» SOURCE DOCUMENT

In addition, when the first voltage signal and the second voltage signal are kept unchanged in spatial and temporal (i.e., in each frame of image and in the multiple frames of images, the first voltage signal and the second voltage signal are kept unchanged), it can achieve display effects such as a combination of high voltage signal being 124 and low voltage signal being 56, or a combination of high voltage signal being 128 and low voltage signal being 60, please refer to FIG. 9 and FIG. 10 for details.

In addition, an embodiment of the disclosure provides a display apparatus. As shown in FIG. 11, the display apparatus includes:

a display panel 10, wherein the display panel is divided into multiple pixel groups 100, each pixel group 100 includes a first pixel unit 110 and a second pixel unit 120 adjacent to each other, and each pixel unit includes a first sub-pixel R, a second sub-pixel G and a third sub-pixel B arranged in sequence;

a driving module (also referred to as driving circuit) 20, configured to make each picture be displayed by sequential multiple frames of images and obtain a first voltage signal and a second voltage signal for each pixel group 100 in each frame of image; and further configured to adjust the first voltage signal and the second voltage signal, to make average signals of all the first voltage signals for the respective frames of images be the same, average signals of all the second voltage signals for the respective frames of images be the same, average signals of the first voltage signals in the multiple frames of images for different pixel groups respectively be the same, and average signals of the second voltage signals in the multiple frames of images for different pixel groups respectively be the same. Wherein the first voltage signal drives the first sub-pixel R and the third sub-pixel B of the first pixel unit 110 as well as the second sub-pixel G of the second pixel unit 120, the second voltage signal drives the first sub-pixel R and the third sub-pixel B of the second pixel unit 120 as well as the second sub-pixel G of the first pixel unit 110, and the first voltage signal is not equal to the second voltage signal.

In an exemplary embodiment, in the above display panel 10, for adjacent two pixel groups, the first pixel unit of one pixel group and the second pixel unit of the other one pixel group are adjacently disposed.

In an embodiment, the adjacent two pixel groups are two pixel groups adjacent to each other in a row direction or in a column direction.

» WHAT YOU NEED TO DO
In the display-apparatus text above, which sub-pixels does the second voltage signal drive?

» PROVIDED MATERIAL
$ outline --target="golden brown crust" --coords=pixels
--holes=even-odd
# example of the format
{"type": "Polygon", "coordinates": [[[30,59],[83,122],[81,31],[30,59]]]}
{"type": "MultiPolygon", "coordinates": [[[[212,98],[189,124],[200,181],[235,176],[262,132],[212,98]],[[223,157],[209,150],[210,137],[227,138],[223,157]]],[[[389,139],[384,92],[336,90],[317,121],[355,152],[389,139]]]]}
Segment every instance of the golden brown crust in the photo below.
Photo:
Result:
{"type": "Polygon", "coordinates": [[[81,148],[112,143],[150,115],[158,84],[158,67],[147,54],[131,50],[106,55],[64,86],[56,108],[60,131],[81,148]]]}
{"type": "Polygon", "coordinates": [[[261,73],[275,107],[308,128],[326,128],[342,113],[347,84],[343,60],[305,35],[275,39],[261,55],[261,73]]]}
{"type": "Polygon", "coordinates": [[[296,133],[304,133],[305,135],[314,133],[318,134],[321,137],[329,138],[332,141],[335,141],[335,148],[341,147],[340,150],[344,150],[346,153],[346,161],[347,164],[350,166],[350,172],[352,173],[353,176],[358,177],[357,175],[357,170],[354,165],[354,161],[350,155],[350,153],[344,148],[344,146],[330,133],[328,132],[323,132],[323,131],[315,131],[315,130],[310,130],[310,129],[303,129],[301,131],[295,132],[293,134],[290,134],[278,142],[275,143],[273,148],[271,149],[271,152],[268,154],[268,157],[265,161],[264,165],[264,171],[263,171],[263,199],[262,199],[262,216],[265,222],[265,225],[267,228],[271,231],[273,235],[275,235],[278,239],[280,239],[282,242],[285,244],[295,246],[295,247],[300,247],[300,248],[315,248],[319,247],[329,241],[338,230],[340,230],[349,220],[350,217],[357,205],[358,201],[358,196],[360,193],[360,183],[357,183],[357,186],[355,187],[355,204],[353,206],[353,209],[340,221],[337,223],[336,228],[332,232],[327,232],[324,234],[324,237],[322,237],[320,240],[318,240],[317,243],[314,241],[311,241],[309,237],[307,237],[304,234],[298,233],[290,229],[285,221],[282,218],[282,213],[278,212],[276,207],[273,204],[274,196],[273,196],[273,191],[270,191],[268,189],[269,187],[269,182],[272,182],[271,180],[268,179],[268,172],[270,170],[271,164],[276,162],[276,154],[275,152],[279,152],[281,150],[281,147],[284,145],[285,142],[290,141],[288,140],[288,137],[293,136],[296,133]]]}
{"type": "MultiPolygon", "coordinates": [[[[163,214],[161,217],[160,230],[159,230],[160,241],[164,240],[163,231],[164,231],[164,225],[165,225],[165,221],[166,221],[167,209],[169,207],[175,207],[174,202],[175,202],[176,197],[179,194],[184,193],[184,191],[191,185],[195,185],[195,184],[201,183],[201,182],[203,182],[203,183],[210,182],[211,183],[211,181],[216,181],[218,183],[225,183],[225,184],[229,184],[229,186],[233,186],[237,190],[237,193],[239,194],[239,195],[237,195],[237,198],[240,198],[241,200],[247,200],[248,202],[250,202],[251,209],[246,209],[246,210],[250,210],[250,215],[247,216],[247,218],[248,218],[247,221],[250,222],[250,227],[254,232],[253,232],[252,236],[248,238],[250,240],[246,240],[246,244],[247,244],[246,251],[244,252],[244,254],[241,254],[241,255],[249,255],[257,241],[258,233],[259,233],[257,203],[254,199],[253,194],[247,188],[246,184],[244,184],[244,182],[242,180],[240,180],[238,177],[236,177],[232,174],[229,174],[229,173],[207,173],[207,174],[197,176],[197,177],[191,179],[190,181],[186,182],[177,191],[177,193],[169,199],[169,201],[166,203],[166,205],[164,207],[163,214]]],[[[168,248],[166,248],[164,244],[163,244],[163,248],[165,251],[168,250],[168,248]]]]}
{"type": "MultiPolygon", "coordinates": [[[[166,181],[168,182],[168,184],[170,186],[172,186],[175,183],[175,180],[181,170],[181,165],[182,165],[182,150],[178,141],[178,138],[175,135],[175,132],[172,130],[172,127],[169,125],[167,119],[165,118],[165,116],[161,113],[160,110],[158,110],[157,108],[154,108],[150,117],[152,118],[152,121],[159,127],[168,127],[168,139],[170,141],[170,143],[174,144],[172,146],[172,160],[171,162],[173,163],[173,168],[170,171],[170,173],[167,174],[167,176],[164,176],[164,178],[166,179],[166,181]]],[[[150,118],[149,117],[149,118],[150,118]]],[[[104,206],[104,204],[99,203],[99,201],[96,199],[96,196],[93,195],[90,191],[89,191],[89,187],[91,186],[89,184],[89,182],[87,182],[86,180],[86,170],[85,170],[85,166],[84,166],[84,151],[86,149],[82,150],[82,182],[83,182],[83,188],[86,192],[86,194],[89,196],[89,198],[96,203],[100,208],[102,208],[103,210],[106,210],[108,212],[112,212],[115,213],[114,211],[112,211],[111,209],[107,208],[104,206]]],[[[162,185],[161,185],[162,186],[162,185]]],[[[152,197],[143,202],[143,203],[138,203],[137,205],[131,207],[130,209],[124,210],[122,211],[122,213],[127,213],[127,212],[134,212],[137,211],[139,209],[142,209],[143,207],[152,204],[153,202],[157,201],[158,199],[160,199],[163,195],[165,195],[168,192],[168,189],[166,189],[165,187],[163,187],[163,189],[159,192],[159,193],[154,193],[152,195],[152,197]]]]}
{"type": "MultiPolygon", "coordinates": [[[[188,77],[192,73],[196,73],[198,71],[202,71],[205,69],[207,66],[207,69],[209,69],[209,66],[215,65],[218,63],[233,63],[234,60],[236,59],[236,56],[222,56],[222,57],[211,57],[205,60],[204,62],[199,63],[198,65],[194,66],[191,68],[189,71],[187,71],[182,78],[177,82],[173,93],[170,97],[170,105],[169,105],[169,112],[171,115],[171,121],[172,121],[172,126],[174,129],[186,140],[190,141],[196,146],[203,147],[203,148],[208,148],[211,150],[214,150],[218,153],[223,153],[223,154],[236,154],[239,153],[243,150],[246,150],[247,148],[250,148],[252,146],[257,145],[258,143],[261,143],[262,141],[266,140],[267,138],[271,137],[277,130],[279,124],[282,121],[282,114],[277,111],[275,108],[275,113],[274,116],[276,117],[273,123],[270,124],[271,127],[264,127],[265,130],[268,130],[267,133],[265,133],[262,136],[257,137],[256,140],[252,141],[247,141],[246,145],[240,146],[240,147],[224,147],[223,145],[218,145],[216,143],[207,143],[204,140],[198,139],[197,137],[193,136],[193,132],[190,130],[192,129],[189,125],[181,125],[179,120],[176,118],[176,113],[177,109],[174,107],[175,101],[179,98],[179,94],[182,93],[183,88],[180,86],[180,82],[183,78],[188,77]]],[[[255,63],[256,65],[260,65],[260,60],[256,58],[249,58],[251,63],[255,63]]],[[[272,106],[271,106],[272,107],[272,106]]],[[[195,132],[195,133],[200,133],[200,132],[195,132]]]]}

» TASK SOLUTION
The first sub-pixel R and the third sub-pixel B of the second pixel unit, and the second sub-pixel G of the first pixel unit.